» **Task details**
Copy word for word the lines of the material below, from the line with "Pinpoint short haircut here." to the line with "xmin=399 ymin=191 xmax=435 ymax=275", both included. Copy no other lines.

++++++++

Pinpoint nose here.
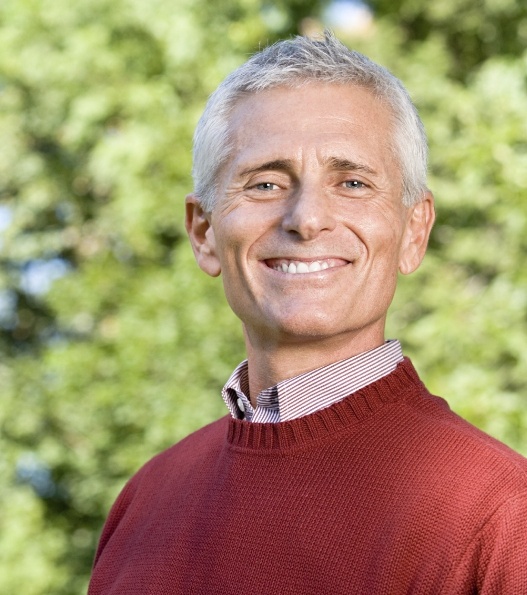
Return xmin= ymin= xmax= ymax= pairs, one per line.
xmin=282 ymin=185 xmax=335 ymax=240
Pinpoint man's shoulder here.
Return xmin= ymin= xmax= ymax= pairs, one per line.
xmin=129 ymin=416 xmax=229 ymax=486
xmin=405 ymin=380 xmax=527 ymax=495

++++++++

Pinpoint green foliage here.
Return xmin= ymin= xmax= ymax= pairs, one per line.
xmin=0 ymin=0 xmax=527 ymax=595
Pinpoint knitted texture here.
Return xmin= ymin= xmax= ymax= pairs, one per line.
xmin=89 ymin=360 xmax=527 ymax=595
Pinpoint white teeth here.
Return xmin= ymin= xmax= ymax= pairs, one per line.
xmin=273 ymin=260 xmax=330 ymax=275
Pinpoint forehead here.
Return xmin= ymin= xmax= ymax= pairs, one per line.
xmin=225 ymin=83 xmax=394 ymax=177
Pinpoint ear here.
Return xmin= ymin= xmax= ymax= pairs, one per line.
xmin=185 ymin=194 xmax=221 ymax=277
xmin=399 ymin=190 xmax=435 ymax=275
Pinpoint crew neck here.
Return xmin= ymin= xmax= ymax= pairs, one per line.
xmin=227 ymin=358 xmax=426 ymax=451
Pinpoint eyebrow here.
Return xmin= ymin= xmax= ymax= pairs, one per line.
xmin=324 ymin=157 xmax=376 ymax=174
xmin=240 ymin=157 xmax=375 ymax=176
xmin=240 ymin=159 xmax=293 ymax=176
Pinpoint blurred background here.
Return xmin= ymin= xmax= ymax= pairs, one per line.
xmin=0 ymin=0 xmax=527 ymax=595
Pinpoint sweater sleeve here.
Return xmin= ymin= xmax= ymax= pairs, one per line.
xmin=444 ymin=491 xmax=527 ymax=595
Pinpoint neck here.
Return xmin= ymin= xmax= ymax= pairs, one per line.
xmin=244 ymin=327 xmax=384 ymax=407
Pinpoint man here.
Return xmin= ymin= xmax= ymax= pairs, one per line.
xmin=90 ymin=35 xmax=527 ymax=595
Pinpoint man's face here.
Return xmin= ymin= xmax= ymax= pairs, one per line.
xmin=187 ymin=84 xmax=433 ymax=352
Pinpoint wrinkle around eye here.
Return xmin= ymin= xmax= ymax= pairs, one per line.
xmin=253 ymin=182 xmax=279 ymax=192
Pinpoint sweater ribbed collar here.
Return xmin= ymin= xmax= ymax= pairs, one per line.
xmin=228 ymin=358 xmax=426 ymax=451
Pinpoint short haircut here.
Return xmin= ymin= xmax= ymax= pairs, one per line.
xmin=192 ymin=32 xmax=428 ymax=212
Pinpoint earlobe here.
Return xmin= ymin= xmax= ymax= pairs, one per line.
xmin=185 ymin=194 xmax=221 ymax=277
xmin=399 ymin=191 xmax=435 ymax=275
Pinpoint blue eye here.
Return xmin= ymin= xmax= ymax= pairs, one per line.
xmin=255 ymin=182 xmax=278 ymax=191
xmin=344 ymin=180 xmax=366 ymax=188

++++++++

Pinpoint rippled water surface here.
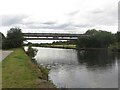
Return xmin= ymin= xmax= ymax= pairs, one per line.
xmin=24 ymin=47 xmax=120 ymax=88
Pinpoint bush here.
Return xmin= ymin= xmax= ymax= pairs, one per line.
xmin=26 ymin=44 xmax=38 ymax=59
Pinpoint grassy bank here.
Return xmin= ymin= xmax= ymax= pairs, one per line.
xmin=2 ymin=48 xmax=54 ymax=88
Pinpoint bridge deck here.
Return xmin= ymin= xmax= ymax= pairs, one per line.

++++++++

» **Correct response**
Pinpoint short haircut here.
Return xmin= ymin= xmax= ymax= pairs, one per line.
xmin=192 ymin=32 xmax=428 ymax=212
Pinpoint earlobe here.
Return xmin= ymin= xmax= ymax= pairs, one per line.
xmin=185 ymin=194 xmax=221 ymax=277
xmin=399 ymin=191 xmax=435 ymax=275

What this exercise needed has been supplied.